ENTRIES:
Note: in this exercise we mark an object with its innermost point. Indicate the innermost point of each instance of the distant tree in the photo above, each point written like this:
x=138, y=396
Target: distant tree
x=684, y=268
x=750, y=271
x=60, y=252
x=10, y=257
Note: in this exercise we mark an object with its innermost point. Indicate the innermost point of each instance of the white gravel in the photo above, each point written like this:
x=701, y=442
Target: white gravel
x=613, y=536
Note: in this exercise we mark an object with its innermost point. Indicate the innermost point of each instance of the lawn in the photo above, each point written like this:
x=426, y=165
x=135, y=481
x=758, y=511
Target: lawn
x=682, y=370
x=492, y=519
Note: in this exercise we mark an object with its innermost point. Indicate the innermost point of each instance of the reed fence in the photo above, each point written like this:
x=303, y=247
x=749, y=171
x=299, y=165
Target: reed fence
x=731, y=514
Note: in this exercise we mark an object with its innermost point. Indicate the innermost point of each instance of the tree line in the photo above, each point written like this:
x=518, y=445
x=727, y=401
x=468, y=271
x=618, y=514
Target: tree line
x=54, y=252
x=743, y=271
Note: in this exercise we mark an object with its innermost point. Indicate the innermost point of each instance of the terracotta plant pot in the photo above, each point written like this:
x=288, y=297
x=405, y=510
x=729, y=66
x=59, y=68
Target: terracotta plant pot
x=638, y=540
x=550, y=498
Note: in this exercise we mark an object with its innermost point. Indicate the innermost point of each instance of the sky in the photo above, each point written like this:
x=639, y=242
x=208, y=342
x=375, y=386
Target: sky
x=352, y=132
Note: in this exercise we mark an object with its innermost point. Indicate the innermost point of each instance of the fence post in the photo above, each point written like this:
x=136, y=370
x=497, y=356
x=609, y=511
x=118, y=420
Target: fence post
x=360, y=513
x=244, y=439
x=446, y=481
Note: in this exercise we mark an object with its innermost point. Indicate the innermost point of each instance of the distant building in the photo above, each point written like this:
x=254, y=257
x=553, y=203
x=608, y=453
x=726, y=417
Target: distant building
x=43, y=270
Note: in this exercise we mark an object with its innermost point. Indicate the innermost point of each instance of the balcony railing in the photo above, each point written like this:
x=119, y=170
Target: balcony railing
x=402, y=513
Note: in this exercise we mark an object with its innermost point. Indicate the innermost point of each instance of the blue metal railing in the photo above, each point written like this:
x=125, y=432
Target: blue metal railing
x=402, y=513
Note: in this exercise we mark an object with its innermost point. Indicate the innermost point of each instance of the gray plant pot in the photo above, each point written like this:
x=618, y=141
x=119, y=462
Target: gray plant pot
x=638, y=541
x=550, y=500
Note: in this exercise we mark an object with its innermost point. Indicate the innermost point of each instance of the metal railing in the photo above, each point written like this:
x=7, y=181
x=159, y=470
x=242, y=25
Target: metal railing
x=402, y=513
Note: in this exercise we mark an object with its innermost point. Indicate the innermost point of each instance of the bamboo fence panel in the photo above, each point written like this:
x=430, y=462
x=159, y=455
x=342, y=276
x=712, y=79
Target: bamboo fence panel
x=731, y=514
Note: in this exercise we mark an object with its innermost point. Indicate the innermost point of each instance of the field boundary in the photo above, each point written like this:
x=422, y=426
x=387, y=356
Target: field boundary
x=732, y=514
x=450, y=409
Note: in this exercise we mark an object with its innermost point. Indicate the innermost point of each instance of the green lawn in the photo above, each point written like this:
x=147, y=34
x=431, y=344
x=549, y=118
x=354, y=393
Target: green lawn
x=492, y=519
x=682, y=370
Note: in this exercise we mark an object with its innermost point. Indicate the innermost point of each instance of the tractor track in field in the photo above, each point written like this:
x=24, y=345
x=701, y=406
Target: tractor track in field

SHORT TASK: Could you rewrite the lines above, from the line containing "of the fence" through the line containing "x=550, y=500", inclusive, as a numbered list with any blank lines omitted?

REPLY TO THE TASK:
1. Note: in this exercise we mark an object with its innermost point. Indicate the innermost point of each instance of the fence post in the photo above, each point written like this:
2. x=136, y=370
3. x=497, y=356
4. x=609, y=511
5. x=118, y=420
6. Target: fence post
7. x=360, y=513
8. x=244, y=439
9. x=446, y=481
10. Note: in this exercise we mark an object with its innermost point. Indicate the innermost point of each instance of the distant building in the photo above, each point written like this:
11. x=254, y=257
12. x=553, y=203
13. x=608, y=453
14. x=726, y=417
15. Target: distant building
16. x=43, y=270
17. Note: in this exercise we mark an object with its innermost point. Indicate the innermost point of each instance of the balcony railing in the photo above, each point written like this:
18. x=119, y=170
19. Target: balcony railing
20. x=402, y=513
21. Note: in this exercise we mark an object with its innermost point. Indicate the innermost point of each instance of the blue metal railing in the photo above, each point written like this:
22. x=125, y=432
23. Target: blue metal railing
24. x=402, y=513
25. Note: in this exercise we mark an object with its innermost point. Indicate the innermost point of each instance of the gray plant pot in the photo above, each point written like this:
26. x=618, y=141
27. x=119, y=462
28. Target: gray plant pot
29. x=638, y=541
30. x=550, y=500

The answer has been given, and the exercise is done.